begin Raw records

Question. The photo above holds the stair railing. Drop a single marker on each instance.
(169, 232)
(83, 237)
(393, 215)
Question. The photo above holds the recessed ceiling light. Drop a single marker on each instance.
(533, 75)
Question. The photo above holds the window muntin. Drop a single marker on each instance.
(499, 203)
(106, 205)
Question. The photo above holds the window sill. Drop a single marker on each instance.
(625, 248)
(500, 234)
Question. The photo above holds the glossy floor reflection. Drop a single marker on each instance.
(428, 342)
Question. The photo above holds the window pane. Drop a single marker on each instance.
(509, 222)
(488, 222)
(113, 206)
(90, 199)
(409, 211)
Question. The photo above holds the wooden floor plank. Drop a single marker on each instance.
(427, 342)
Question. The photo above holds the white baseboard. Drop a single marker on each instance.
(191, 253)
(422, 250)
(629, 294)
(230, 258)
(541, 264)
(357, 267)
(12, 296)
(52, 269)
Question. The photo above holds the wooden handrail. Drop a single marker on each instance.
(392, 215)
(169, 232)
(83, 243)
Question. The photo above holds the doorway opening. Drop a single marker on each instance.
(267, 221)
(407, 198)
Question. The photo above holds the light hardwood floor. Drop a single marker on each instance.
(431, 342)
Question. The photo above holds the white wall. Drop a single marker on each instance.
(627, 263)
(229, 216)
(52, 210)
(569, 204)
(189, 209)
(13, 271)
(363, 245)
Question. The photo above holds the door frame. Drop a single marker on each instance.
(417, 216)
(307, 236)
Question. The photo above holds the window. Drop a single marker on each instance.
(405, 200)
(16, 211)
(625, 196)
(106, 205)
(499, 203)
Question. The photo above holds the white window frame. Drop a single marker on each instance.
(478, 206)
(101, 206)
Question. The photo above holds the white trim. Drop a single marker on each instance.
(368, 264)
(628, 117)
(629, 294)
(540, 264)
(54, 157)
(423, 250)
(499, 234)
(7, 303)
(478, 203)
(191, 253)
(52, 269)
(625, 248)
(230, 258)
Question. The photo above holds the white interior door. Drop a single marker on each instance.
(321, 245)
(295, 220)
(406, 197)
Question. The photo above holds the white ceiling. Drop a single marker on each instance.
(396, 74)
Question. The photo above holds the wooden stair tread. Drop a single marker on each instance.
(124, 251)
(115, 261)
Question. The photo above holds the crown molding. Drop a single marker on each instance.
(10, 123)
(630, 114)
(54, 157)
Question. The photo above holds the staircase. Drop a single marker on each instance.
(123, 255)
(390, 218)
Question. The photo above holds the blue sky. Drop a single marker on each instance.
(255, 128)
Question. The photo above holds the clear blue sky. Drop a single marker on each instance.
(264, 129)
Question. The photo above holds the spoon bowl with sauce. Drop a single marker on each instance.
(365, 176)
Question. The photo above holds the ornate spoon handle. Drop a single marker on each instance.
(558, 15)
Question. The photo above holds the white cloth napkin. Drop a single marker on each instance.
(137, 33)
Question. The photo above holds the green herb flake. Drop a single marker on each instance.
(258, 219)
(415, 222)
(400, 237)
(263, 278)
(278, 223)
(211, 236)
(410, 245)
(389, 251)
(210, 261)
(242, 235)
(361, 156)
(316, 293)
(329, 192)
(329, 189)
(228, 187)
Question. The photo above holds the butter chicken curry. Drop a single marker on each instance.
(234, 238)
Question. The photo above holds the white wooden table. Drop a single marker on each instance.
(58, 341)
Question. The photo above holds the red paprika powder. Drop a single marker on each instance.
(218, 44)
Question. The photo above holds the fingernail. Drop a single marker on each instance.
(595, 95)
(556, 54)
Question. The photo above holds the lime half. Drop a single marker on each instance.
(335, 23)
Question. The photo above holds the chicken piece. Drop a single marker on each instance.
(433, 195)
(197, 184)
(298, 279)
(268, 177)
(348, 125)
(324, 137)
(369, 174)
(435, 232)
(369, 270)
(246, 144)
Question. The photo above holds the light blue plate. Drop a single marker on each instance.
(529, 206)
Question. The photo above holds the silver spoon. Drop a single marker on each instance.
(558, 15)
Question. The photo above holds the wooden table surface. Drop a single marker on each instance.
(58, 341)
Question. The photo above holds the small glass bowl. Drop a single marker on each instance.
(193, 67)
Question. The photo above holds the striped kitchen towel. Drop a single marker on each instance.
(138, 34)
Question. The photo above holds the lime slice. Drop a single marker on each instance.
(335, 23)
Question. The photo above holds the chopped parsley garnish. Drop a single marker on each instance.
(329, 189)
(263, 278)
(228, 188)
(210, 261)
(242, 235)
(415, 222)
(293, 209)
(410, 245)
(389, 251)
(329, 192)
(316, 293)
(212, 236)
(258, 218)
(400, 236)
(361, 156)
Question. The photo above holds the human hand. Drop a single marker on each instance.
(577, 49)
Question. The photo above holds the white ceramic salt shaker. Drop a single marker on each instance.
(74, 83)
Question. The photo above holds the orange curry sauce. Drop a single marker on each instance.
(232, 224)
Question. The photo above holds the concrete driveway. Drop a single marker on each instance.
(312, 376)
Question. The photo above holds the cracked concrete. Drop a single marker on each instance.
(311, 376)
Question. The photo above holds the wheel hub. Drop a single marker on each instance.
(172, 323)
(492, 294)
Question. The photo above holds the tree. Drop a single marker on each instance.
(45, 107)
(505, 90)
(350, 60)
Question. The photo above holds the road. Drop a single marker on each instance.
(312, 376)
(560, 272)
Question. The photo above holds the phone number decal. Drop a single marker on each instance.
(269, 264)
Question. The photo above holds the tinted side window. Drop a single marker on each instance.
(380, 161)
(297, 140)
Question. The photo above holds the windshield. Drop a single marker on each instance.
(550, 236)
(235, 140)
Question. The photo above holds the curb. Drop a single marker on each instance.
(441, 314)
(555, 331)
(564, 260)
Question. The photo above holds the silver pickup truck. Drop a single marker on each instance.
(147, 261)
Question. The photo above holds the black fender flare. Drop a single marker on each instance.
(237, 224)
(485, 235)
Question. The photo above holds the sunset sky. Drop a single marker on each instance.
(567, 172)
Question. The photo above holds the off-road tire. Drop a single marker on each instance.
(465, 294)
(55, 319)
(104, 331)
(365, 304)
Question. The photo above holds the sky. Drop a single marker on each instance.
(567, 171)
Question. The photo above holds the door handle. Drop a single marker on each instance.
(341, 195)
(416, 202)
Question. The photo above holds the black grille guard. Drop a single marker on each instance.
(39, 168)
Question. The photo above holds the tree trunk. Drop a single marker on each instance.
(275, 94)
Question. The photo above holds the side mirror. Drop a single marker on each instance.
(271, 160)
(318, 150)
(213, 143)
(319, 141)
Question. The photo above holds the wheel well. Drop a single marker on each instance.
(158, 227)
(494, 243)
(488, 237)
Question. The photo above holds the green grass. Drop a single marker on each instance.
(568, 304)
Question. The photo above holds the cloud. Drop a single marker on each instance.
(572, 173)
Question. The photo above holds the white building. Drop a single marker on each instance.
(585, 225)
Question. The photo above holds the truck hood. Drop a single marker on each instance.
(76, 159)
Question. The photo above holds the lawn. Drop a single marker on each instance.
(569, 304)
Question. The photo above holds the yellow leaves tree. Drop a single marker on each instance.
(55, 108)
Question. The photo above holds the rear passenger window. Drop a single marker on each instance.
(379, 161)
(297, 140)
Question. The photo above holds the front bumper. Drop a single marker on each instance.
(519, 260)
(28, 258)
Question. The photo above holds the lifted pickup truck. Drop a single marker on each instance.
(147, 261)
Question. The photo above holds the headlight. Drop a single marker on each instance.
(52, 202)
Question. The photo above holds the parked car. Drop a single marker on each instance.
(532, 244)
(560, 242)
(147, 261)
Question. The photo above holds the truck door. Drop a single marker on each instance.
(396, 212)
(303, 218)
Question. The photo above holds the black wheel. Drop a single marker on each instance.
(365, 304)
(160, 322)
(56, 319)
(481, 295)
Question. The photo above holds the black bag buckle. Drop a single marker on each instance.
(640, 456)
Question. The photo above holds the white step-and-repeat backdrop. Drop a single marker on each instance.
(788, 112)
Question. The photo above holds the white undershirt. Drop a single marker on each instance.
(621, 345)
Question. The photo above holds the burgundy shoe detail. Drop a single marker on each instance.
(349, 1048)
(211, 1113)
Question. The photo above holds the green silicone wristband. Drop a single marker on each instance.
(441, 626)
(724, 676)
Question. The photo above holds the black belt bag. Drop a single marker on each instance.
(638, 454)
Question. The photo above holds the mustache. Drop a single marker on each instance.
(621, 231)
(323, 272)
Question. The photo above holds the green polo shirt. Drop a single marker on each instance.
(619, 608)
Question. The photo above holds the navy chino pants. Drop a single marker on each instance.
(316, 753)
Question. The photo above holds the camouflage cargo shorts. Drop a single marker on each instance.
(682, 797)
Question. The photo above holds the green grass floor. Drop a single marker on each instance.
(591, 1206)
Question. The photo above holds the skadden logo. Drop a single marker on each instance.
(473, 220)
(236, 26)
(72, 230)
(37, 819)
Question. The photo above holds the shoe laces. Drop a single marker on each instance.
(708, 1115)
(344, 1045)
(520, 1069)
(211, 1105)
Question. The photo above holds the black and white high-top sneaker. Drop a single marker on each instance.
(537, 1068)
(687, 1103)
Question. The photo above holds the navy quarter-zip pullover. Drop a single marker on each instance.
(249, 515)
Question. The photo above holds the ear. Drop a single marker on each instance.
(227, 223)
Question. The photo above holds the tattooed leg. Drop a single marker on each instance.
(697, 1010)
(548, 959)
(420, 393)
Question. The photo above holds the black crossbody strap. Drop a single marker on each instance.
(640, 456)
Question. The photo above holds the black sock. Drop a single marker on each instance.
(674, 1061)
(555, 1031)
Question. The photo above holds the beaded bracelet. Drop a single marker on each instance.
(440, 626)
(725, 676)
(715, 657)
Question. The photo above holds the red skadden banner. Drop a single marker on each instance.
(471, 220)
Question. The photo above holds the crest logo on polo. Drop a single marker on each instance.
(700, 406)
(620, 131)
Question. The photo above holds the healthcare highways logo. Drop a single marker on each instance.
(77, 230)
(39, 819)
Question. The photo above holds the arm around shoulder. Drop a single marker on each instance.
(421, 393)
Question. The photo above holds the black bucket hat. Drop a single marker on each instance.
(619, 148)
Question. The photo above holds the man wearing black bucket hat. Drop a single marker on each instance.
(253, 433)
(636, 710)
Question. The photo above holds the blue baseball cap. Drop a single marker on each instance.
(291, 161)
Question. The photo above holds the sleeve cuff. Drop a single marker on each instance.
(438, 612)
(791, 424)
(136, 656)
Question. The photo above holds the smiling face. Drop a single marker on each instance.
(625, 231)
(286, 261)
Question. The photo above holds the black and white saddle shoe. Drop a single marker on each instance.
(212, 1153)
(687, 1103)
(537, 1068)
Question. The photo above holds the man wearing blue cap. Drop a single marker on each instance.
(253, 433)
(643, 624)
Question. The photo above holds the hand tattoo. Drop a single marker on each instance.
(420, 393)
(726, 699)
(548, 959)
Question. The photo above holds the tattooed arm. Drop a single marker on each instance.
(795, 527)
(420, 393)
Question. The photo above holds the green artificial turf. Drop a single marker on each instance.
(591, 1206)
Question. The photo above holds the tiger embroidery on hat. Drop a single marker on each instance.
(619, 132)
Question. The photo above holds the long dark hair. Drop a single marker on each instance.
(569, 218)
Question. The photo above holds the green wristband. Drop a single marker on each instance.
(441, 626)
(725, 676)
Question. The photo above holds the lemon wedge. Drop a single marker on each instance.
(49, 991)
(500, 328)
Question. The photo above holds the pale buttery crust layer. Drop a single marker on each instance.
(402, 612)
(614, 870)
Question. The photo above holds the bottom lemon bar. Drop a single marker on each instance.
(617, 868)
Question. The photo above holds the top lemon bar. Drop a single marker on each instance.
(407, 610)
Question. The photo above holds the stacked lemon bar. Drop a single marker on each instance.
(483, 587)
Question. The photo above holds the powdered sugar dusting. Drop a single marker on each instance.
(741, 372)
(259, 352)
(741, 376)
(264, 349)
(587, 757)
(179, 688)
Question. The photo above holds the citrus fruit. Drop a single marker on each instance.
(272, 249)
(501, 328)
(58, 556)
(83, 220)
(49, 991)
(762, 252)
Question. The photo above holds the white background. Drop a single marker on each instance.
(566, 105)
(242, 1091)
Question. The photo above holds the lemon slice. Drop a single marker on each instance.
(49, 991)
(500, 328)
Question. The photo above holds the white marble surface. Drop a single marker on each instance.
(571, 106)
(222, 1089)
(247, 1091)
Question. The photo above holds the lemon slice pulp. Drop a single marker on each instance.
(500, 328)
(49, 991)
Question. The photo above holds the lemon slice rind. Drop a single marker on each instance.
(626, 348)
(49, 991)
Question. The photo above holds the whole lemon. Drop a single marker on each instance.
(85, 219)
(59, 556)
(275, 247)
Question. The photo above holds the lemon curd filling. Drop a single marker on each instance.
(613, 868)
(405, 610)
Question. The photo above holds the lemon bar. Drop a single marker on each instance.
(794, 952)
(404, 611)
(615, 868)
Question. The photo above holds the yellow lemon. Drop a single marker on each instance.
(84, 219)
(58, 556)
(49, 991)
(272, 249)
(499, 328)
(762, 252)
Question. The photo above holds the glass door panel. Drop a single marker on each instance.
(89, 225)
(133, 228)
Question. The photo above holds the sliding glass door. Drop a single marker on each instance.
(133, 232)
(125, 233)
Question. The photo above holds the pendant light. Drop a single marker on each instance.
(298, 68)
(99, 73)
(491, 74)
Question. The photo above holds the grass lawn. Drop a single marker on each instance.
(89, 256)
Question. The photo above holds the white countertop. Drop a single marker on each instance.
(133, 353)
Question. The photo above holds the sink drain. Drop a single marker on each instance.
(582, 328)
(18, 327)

end Raw records

**Exercise instructions**:
Print verbatim every line from the one containing "Question. The photo above holds the white background." through the last line of the entries, both ends included.

**Final result**:
Question. The photo above holds the white background. Drop a single marker on each instance.
(566, 105)
(242, 1091)
Question. The photo above holds the lemon slice. Drop a single marker on each instance.
(49, 991)
(500, 328)
Question. The photo above holds the white marble surface. Drop a single marker on each instance.
(571, 106)
(222, 1089)
(247, 1091)
Question. The photo above holds the lemon slice pulp. Drop a single marker on each instance.
(500, 328)
(49, 991)
Question. The photo above holds the lemon slice rind. Drop a single marker on each instance.
(626, 348)
(49, 991)
Question. The photo above holds the whole lemon. Drop a single marker on each instance.
(85, 219)
(59, 556)
(275, 247)
Question. The photo above holds the lemon curd filling. Drop a single marker on each instance.
(613, 868)
(405, 610)
Question. The photo above holds the lemon bar. Drop a single marker on each instance.
(794, 952)
(404, 611)
(615, 868)
Question. The photo above holds the yellow lemon. Drop a single marker on each instance.
(84, 219)
(58, 556)
(49, 991)
(272, 249)
(499, 328)
(762, 252)
Question. The photo above holds the glass door panel. Drop a single marker on each instance.
(89, 225)
(133, 228)
Question. The photo above holds the sliding glass door. Drop a single marker on each instance.
(133, 232)
(125, 233)
Question. The photo above holds the pendant light. Drop a single marker on each instance.
(298, 68)
(99, 73)
(491, 74)
Question. The photo above holds the grass lawn. Drop a single marker on each instance.
(89, 256)
Question. The photo above holds the white countertop. Drop a single marker on each instance.
(133, 353)
Question. The photo above holds the sink drain. Drop a single marker on each instance.
(582, 328)
(18, 327)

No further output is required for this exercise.